§ WRITTEN EXERCISE
Can you recast every line of the items below as a Markdown table with two columns, n for the row number and Line for the text, leaving out any blank lines?

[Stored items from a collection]
::::::

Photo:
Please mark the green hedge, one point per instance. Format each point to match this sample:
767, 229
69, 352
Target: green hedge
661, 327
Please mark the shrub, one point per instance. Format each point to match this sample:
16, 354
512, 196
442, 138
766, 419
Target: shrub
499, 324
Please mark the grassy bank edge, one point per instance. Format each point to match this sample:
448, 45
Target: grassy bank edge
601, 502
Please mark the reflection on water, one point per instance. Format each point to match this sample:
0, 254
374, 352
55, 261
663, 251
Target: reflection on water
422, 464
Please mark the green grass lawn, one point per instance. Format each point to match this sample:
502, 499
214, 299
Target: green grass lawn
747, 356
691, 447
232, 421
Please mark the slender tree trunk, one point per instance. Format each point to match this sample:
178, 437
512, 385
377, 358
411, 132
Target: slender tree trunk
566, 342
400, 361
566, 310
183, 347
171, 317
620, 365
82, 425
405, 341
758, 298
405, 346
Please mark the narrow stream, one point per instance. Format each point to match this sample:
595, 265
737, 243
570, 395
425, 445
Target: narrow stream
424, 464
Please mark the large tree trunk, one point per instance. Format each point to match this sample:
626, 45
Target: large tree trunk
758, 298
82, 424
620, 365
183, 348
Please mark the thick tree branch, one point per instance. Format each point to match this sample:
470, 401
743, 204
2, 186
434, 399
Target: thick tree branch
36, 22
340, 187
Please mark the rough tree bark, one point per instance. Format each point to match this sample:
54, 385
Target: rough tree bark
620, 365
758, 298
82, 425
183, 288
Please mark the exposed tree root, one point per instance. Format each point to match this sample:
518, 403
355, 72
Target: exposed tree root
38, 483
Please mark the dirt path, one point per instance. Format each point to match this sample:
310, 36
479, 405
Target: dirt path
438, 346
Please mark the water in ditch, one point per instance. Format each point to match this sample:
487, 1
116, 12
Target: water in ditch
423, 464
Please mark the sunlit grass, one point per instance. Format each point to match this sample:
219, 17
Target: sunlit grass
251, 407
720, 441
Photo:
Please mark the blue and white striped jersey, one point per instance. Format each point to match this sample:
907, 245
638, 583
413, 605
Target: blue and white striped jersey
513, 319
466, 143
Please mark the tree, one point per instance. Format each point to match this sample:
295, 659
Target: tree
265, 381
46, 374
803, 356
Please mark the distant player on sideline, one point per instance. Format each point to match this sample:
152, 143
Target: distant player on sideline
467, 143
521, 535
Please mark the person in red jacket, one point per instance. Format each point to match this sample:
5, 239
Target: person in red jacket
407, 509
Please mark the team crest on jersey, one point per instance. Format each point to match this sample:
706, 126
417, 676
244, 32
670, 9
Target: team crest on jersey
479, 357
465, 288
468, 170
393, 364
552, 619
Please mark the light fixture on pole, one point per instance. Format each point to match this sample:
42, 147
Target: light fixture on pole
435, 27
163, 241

::::::

§ SOLUTION
| n | Line |
|---|---|
| 1 | Photo: |
| 2 | Please mark the green hedge, one point per instance. Format each point to match this sample: |
| 3 | 767, 229 |
| 4 | 69, 352 |
| 5 | Target: green hedge |
| 6 | 661, 327 |
| 7 | Please mark the shrub, one point per instance. Format each point to match this sample: |
| 8 | 16, 354 |
| 9 | 512, 196 |
| 10 | 442, 138 |
| 11 | 766, 419 |
| 12 | Target: shrub |
| 13 | 499, 324 |
| 14 | Please mark the grassy bank edge, one point per instance. Format each point to match this sample: |
| 15 | 448, 45 |
| 16 | Target: grassy bank edge |
| 17 | 601, 502 |
| 18 | Please mark the reflection on water, one point per instance. Format each point to match this sample: |
| 19 | 0, 254 |
| 20 | 374, 352 |
| 21 | 55, 261 |
| 22 | 663, 251 |
| 23 | Target: reflection on water |
| 24 | 422, 464 |
| 25 | Please mark the green grass lawn, one point per instance. Format each point to match this sample: |
| 26 | 502, 499 |
| 27 | 214, 299 |
| 28 | Target: green grass lawn |
| 29 | 747, 356 |
| 30 | 691, 447 |
| 31 | 232, 421 |
| 32 | Please mark the slender tree trunk, one point per instance. Format each point to match this sample: |
| 33 | 178, 437 |
| 34 | 512, 385 |
| 35 | 377, 358 |
| 36 | 411, 132 |
| 37 | Target: slender tree trunk |
| 38 | 566, 342 |
| 39 | 400, 361 |
| 40 | 566, 310 |
| 41 | 183, 347 |
| 42 | 171, 317 |
| 43 | 620, 365 |
| 44 | 82, 425 |
| 45 | 405, 341 |
| 46 | 758, 298 |
| 47 | 405, 346 |
| 48 | Please mark the narrow stream, one point per instance. Format each point to match this sample: |
| 49 | 595, 265 |
| 50 | 737, 243 |
| 51 | 570, 395 |
| 52 | 425, 445 |
| 53 | Target: narrow stream |
| 54 | 424, 464 |
| 55 | Please mark the large tree trunk, one point per instance. Format each point to match this sample: |
| 56 | 626, 45 |
| 57 | Target: large tree trunk |
| 58 | 758, 298 |
| 59 | 82, 424 |
| 60 | 620, 365 |
| 61 | 183, 348 |
| 62 | Please mark the thick tree branch, one point per instance. Format each point to match this sample: |
| 63 | 470, 401 |
| 64 | 743, 204 |
| 65 | 2, 186 |
| 66 | 434, 399 |
| 67 | Target: thick tree branch |
| 68 | 36, 22 |
| 69 | 340, 187 |
| 70 | Please mark the rough tree bark, one point per instance. Format each point to match this sample: |
| 71 | 54, 385 |
| 72 | Target: rough tree bark |
| 73 | 620, 365 |
| 74 | 758, 298 |
| 75 | 82, 425 |
| 76 | 183, 288 |
| 77 | Please mark the exposed tree root, one point per instance. Format each point to match this sample: |
| 78 | 518, 403 |
| 79 | 355, 72 |
| 80 | Target: exposed tree root |
| 81 | 38, 483 |
| 82 | Please mark the dirt path, one point per instance. Format each point to match this sample: |
| 83 | 310, 36 |
| 84 | 479, 405 |
| 85 | Target: dirt path |
| 86 | 438, 346 |
| 87 | Please mark the water in ditch, one point per instance. Format each point to match this sample: |
| 88 | 487, 1 |
| 89 | 116, 12 |
| 90 | Target: water in ditch |
| 91 | 423, 464 |
| 92 | Please mark the sunlit grass, one point per instance. Format each point to match this sample: |
| 93 | 219, 17 |
| 94 | Target: sunlit grass |
| 95 | 251, 407 |
| 96 | 720, 441 |
| 97 | Photo: |
| 98 | Please mark the blue and white striped jersey, one point per instance. Format each point to match this sample: |
| 99 | 907, 245 |
| 100 | 638, 583 |
| 101 | 413, 605 |
| 102 | Target: blue and white striped jersey |
| 103 | 513, 319 |
| 104 | 466, 143 |
| 105 | Please mark the tree, one point per instance. Format each point to match this sample: |
| 106 | 295, 659 |
| 107 | Target: tree |
| 108 | 265, 381 |
| 109 | 46, 374 |
| 110 | 803, 356 |
| 111 | Please mark the distant player on sideline, one point per instance. Format each point to match this sample: |
| 112 | 152, 143 |
| 113 | Target: distant player on sideline |
| 114 | 467, 143 |
| 115 | 521, 535 |
| 116 | Please mark the person in red jacket, one point per instance. Format each point to match this sample: |
| 117 | 5, 239 |
| 118 | Target: person in red jacket |
| 119 | 407, 509 |
| 120 | Please mark the team crest on jersey, one point per instance. Format each point to match this sample: |
| 121 | 706, 126 |
| 122 | 417, 676 |
| 123 | 244, 32 |
| 124 | 670, 9 |
| 125 | Target: team crest on jersey |
| 126 | 479, 357 |
| 127 | 465, 288 |
| 128 | 468, 170 |
| 129 | 393, 364 |
| 130 | 552, 619 |
| 131 | Please mark the light fixture on pole, one point per instance. Format each point to match this sample: |
| 132 | 42, 147 |
| 133 | Target: light fixture on pole |
| 134 | 435, 27 |
| 135 | 163, 241 |